▶ TEXTE SOURCE:
===

Par Nicolas Pauthe pour The Conversation
Rien qu’en Atlantique nord-est, près de 200 000 fûts de 200 litres de déchets radioactifs ont été immergés, et n’ont pour l’heure toujours pas été récupérés.
La gestion des déchets radioactifs est l’une des faces sombres du recours à l’énergie nucléaire. La NASA avait un temps envisagé de les envoyer en orbite autour du Soleil, avant de renoncer à ce projet dispendieux et risqué.
Les États nucléarisés ont vite opté pour la solution la plus simple et la moins coûteuse, en immergeant ces déchets en mer. Le principe de dilution justifiait cette pratique : on considérait la mer si vaste que les déchets radioactifs allaient se diluer sans conséquence notable pour la faune et la flore marines. Les campagnes de Greenpeace ont toutefois marqué l’opinion dans les années 1970, en mettant des images sur une réalité qui n’était pas secrète, mais que l’on pouvait avoir du mal à se représenter.
Rien qu’en Atlantique nord-est, près de 200 000 fûts de 200 litres de ces déchets ont ainsi été immergés, et n’ont pour l’heure toujours pas été récupérés. Nombre d’entre eux sont désormais en état de détérioration avancé, ce qui rend cette récupération presque impossible. L’Agence Internationale de l’Énergie Atomique (AIEA) précise que dans ces fûts « des déchets radioactifs provenant de la recherche, de la médecine, de l’énergie nucléaire et des activités militaires ont été emballés […], enrobés dans une matrice en béton ou en bitume ».
Une mission scientifique est prévue en 2024 pour cartographier le fond des zones maritimes concernées, et estimer la dangerosité de ces dépôts. Il s’agira alors d’évaluer le comportement des radionucléides là où les fûts ont été détériorés. L’incertitude actuelle porte sur leur mobilité et la possibilité qu’ils migrent dans la colonne d’eau, présentant un risque potentiel encore mal évalué pour les animaux qui y vivent.
De 1946 à 1982 : des immersions tous azimuts
Rapidement imitée par d’autres pays, la première immersion a été réalisée par les États-Unis, à 80 km des côtes californiennes, en 1946. En France, un projet similaire du Commissariat à l’énergie atomique (CEA) envisageant des immersions dans la Méditerranée a été enterré dans les années 1960, à la suite des contestations des populations locales concernées et des écologistes, le Commandant Cousteau en tête.

===

▶ JEU DE DONNÉES:

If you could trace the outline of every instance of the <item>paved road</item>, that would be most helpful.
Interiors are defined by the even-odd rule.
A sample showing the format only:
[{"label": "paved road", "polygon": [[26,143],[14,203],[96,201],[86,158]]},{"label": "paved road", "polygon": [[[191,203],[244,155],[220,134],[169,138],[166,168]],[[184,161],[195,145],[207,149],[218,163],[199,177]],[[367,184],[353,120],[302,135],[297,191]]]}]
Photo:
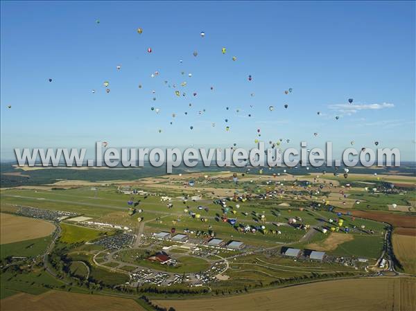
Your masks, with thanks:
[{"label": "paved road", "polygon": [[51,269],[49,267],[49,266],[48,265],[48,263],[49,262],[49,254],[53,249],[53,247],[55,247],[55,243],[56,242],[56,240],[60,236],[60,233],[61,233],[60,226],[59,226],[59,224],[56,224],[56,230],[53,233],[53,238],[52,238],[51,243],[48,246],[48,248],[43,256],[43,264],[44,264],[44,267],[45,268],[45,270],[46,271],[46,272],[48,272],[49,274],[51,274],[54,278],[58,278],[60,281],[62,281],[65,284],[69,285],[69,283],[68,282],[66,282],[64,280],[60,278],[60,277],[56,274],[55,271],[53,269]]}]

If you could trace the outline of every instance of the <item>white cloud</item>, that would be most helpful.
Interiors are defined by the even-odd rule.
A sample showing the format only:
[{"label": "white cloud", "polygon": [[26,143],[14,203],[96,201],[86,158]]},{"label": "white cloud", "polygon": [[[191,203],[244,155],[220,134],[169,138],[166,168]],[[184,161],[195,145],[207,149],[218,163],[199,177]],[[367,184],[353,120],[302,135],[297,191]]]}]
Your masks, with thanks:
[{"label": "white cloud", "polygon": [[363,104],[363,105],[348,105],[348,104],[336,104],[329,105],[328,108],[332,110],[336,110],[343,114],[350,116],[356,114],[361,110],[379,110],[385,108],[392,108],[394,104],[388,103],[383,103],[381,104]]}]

===

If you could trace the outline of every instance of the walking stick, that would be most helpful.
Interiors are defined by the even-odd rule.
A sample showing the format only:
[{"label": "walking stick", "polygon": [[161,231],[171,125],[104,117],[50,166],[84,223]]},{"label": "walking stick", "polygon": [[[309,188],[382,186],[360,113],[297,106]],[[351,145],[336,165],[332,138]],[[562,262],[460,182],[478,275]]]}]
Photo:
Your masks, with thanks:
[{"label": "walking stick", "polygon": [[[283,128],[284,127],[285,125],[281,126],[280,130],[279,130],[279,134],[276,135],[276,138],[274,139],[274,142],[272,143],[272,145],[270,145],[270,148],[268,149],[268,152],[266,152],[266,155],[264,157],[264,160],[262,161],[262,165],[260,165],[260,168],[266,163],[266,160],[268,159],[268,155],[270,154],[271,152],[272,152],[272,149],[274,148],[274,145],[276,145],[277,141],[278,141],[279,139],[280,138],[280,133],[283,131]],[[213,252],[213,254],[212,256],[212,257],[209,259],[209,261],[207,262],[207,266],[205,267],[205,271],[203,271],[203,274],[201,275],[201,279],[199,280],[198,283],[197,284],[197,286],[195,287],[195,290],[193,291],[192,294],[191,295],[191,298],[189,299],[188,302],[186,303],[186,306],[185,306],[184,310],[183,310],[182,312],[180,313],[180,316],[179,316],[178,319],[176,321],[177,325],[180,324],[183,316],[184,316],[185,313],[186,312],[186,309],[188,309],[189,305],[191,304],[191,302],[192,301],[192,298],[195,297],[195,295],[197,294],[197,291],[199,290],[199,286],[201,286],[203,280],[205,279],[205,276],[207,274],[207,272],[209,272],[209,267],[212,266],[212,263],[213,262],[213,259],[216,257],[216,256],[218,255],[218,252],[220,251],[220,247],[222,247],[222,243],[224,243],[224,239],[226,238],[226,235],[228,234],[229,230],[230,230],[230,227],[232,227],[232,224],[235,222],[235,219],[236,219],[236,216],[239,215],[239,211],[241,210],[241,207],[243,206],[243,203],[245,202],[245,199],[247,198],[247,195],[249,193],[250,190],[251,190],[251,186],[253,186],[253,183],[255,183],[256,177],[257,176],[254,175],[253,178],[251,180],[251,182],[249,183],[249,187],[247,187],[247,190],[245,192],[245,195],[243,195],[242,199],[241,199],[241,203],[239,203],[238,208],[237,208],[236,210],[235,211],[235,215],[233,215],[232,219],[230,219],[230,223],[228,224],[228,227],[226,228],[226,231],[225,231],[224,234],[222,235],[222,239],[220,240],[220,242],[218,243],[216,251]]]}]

===

▶ TRAVAIL DEMANDÉ: Résumez en deux phrases le texte sur l'immersion des déchets radioactifs. Les entrées forment un matériau distinct du texte.

▶ SOLUTION PROPOSÉE: À partir de 1946, les États nucléarisés ont immergé leurs déchets radioactifs en mer au nom du principe de dilution. Près de 200 000 fûts de 200 litres reposent encore dans l'Atlantique nord-est, souvent trop détériorés pour être récupérés, et une mission scientifique prévue en 2024 doit évaluer la dangerosité de ces dépôts.